#### Provided records
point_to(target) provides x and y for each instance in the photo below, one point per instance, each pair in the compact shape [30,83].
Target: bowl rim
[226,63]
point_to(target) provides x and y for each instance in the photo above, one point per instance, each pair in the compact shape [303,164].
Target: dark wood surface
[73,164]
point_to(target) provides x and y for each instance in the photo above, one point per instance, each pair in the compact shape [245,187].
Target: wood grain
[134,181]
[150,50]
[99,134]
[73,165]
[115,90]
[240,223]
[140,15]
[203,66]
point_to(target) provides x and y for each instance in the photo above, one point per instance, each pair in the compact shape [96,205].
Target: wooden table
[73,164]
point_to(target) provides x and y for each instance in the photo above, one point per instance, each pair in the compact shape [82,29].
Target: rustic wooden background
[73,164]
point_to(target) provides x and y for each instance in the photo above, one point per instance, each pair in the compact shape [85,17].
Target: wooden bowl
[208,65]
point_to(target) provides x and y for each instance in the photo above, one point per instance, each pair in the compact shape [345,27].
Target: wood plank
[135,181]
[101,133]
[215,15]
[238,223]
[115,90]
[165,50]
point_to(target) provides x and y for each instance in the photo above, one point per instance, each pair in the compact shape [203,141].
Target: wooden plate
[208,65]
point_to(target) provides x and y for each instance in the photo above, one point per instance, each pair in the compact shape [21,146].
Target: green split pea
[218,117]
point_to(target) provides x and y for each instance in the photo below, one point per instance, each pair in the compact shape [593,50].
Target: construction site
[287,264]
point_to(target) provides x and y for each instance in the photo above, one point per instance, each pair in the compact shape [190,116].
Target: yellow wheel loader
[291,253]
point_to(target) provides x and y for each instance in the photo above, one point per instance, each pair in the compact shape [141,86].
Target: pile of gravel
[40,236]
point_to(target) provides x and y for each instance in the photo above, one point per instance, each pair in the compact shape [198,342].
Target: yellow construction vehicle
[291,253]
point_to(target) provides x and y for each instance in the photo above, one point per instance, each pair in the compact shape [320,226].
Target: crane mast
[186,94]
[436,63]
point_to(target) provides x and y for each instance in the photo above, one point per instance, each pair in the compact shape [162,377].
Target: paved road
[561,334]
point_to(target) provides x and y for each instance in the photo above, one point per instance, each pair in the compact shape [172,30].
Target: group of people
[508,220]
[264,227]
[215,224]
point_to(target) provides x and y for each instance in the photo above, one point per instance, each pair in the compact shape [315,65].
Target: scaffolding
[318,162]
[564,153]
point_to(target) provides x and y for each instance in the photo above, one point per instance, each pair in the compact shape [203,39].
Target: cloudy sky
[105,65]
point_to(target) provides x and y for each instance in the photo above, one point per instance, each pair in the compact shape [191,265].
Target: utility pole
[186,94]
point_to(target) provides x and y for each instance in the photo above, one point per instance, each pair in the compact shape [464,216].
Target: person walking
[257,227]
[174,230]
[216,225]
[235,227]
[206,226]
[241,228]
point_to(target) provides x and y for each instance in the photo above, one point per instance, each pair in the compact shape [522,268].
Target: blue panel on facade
########
Given exercise:
Locate the line that contains "compact shape [191,265].". Repeat it and every line after it, up to and including the final line, exactly.

Solution to this problem:
point_to(target) provides x and y for each instance in the photo above, one point per instance, each pair in the compact shape [191,265].
Target: utility pole
[186,94]
point_to(target) provides x and y for each instance in the photo above, one point per instance, each pair in the compact shape [464,216].
Target: person walking
[257,227]
[174,230]
[216,225]
[235,227]
[206,226]
[241,228]
point_to(target) provides x and y for each instance in the photo above, one point per instance, each pair in the compact shape [522,268].
Target: blue panel on facade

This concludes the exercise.